__Objective__:
Starting at the line containing "the red lighting strip on piano" and ending at the end of the items, write those lines out again, swapping "microphone" for "mic" and leaving everything else unchanged.

::::

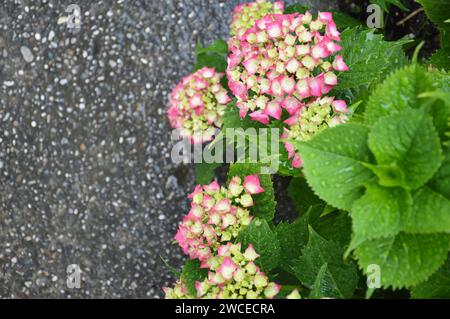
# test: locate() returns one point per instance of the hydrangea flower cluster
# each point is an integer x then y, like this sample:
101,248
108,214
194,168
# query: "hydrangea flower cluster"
317,116
282,61
245,15
234,275
197,104
179,291
217,216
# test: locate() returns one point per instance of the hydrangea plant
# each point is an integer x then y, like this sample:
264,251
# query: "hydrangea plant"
371,182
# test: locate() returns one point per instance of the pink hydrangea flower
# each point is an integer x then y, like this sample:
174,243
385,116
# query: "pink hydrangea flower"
246,15
197,104
217,216
313,118
282,63
234,275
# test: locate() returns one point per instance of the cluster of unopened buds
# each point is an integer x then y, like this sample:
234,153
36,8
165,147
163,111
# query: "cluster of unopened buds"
282,69
283,61
314,118
197,104
245,15
232,275
217,216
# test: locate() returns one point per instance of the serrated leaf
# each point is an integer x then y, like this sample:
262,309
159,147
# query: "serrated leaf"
334,164
385,4
336,227
219,46
441,59
369,58
294,236
340,274
344,20
437,11
324,286
191,274
441,181
398,93
296,8
410,142
378,214
265,242
211,60
205,173
405,260
437,287
264,203
430,213
302,195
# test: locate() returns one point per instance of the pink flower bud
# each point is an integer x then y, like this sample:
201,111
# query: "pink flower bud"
273,109
250,254
339,64
212,188
252,185
316,85
272,290
340,106
331,79
259,116
227,269
291,104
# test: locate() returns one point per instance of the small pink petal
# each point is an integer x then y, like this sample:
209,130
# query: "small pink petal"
288,85
227,269
331,79
303,88
297,162
291,104
339,64
239,89
340,106
316,85
259,116
252,185
326,16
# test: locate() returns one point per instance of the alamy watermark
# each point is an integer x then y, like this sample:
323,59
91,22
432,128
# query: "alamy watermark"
374,276
232,146
73,276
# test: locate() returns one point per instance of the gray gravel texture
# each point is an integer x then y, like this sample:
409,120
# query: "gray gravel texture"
85,171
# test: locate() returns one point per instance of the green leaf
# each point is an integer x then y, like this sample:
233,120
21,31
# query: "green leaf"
336,227
441,181
294,236
338,275
399,92
410,142
430,213
437,11
302,195
385,4
379,212
191,274
344,20
264,203
296,8
334,164
369,58
405,260
441,59
265,242
437,287
324,286
205,173
219,46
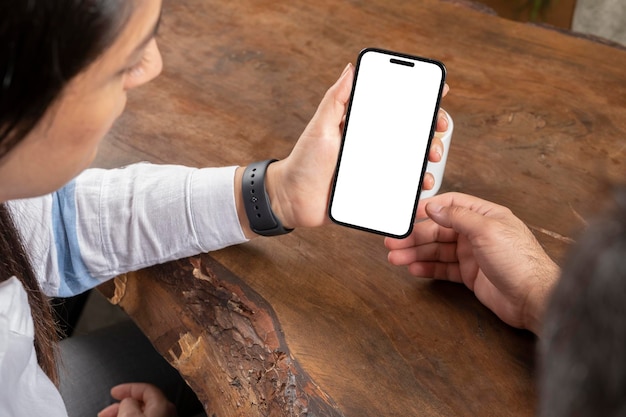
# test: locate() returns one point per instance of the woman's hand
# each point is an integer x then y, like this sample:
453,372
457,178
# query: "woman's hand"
138,400
299,186
484,246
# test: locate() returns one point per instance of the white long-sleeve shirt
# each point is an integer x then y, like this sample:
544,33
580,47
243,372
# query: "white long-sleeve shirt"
102,224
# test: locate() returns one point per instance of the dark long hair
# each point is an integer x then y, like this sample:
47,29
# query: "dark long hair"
583,348
44,44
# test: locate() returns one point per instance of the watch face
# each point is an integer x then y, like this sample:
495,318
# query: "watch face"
256,202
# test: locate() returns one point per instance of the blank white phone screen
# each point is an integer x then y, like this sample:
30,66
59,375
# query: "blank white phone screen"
388,129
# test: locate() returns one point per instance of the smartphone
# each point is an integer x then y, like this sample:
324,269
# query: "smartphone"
390,122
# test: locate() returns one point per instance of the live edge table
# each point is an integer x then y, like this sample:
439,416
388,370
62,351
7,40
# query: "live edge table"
317,323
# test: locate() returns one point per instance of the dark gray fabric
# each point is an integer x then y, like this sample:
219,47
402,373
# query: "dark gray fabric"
91,364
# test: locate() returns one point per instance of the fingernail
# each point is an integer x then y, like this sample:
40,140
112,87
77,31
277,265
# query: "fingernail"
434,208
439,151
345,70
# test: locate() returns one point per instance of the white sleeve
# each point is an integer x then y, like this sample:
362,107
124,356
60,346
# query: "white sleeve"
107,222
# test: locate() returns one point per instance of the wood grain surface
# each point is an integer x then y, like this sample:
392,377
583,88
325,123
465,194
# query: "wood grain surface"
540,127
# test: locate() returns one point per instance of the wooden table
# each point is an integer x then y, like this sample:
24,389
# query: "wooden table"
316,322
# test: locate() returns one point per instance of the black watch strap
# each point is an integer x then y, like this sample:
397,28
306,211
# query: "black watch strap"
257,203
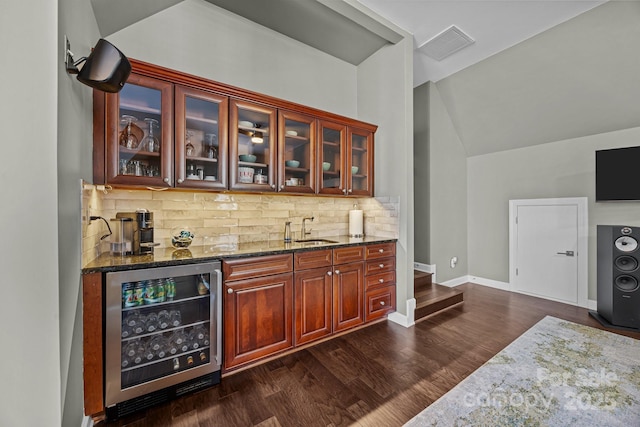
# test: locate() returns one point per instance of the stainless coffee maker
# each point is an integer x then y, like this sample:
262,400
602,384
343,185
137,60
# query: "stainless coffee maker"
142,230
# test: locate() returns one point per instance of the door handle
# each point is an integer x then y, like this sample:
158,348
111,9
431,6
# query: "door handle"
567,253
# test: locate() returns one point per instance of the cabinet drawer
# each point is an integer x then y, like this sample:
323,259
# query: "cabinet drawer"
380,302
381,250
382,279
312,259
244,268
380,265
349,254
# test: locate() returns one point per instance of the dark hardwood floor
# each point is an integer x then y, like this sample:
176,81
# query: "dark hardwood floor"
381,375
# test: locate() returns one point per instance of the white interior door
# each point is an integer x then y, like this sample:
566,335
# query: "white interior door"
546,250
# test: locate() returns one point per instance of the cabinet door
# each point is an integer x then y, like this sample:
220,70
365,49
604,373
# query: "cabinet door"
252,147
348,296
312,304
331,153
139,133
296,152
359,166
257,318
201,139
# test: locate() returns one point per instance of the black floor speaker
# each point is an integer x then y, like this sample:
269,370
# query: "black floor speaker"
619,275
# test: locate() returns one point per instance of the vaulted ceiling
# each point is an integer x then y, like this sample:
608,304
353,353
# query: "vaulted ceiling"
538,72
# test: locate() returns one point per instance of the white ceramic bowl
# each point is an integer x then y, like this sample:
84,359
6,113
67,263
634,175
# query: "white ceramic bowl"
245,175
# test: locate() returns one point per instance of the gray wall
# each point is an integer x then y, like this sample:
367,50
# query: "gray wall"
559,169
30,368
385,98
525,123
202,39
224,47
422,185
75,147
447,192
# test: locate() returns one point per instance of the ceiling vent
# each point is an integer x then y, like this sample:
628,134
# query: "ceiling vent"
446,43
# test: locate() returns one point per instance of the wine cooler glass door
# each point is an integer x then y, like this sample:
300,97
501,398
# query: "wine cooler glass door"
162,328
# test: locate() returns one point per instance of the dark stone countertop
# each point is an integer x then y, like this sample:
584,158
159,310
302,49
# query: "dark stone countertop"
194,254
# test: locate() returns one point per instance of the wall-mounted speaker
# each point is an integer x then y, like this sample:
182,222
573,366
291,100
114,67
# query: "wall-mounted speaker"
619,275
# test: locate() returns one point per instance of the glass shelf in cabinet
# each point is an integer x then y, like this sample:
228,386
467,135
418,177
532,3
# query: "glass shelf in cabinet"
139,108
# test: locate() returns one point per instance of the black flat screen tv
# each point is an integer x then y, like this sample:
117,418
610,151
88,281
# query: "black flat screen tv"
618,174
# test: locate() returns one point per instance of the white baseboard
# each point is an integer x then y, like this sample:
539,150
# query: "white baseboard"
457,281
426,268
401,319
490,283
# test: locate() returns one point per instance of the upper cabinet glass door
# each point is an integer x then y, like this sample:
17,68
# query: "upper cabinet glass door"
201,139
139,139
252,147
332,151
360,163
297,152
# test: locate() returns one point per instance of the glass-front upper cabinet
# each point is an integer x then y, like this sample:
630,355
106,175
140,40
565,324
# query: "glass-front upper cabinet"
201,139
140,133
332,151
297,152
253,163
359,167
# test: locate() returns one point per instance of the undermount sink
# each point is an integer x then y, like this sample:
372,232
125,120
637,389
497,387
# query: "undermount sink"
315,241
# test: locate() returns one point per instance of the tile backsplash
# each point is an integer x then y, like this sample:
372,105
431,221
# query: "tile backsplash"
219,218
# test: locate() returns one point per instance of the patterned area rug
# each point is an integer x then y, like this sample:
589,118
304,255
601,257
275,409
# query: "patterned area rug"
558,373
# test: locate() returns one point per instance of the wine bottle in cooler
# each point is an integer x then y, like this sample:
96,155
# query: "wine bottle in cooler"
164,319
159,346
149,353
151,322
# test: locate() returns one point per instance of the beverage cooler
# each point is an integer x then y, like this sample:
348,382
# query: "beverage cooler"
163,334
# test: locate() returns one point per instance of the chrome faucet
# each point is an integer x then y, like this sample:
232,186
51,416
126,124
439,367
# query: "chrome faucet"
304,232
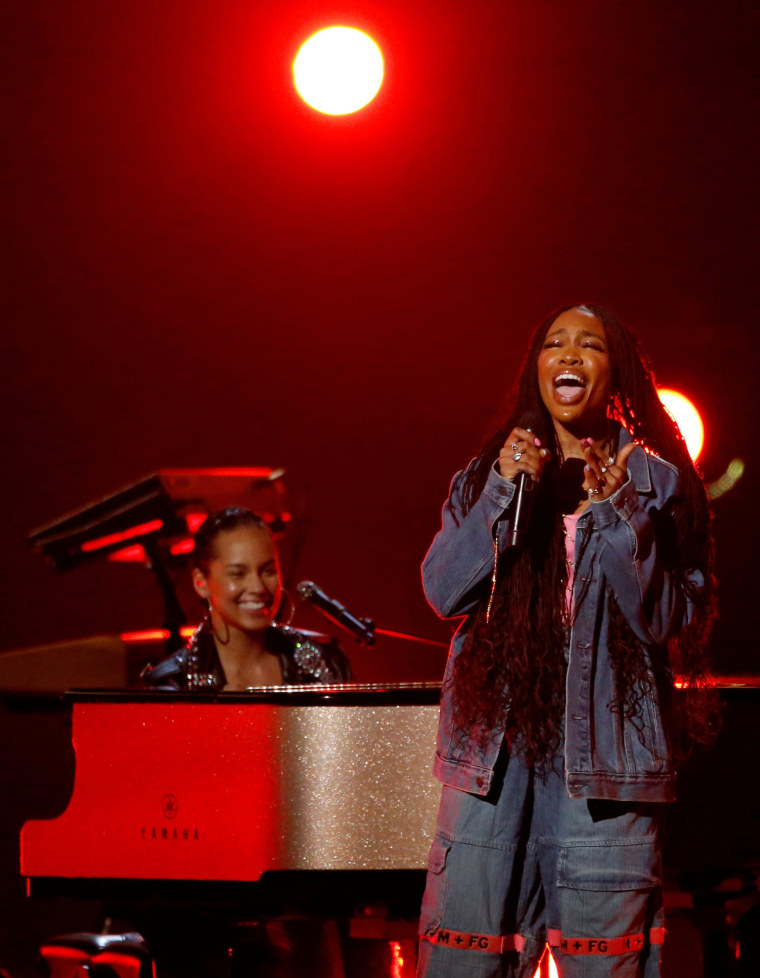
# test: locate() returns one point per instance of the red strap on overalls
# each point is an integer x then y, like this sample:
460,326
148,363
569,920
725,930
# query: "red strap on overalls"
462,941
603,945
459,940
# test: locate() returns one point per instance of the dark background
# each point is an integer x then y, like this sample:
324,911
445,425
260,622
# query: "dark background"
200,270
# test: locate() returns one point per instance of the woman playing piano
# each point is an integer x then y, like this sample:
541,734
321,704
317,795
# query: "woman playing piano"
239,644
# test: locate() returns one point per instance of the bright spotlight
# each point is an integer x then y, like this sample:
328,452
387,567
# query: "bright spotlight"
686,416
338,70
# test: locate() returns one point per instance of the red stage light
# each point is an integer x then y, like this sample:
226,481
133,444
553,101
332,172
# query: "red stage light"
687,417
338,70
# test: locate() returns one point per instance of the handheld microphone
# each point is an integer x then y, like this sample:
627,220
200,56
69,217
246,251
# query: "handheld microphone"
523,500
362,628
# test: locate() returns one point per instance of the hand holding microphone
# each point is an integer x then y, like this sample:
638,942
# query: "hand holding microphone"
522,459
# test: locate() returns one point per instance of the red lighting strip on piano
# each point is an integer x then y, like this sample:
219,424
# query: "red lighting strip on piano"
155,634
135,531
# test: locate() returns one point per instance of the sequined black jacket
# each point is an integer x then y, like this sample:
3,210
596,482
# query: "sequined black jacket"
305,657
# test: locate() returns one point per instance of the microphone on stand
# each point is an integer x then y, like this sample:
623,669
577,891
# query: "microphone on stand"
362,628
523,500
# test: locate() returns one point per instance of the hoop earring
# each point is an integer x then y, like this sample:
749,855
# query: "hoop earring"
285,599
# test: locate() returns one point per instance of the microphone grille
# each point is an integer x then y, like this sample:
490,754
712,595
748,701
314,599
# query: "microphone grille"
306,590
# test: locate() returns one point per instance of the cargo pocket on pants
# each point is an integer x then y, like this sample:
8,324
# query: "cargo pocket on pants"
609,891
434,899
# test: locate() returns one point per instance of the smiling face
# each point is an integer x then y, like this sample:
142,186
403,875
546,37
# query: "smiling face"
241,581
574,372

::::

__Task answer__:
# test: locate() returns one point per instance of the red lighting strip on piano
# each point is an integer x then y, like this sample:
219,424
# query: "red lighting strip on piano"
155,634
135,531
# test: locate() returns one point per instance of the sequined black jacket
# each point is an integer x then y, like this sample:
3,210
596,482
# query: "sequined black jacket"
305,657
# test: locate() returns one point per instance of the mic on stand
# each point is an integer x then y, like this sample:
623,669
577,891
# query: "mic on stand"
362,628
523,500
# test: locate() returns one point per instance of the hoop earring
# each point is an integer x then y, like this sample:
749,855
# query: "hoop earring"
285,599
# test: locate() returns one point per instance of the mic grille
# each point is an integer x then y, like this sample:
490,754
712,595
748,701
314,599
# query: "mic grille"
306,590
# test: locate() returns one point per instance of the cargo pocket on pants
# each point is an integer x then y, like this sample:
8,324
# query: "cargo pocket on pants"
609,891
434,899
# test: locate() returns one point per instance of the smiling face
# each point is an integer x then y, like this sample:
142,186
403,875
546,37
# query: "smiling face"
241,581
574,372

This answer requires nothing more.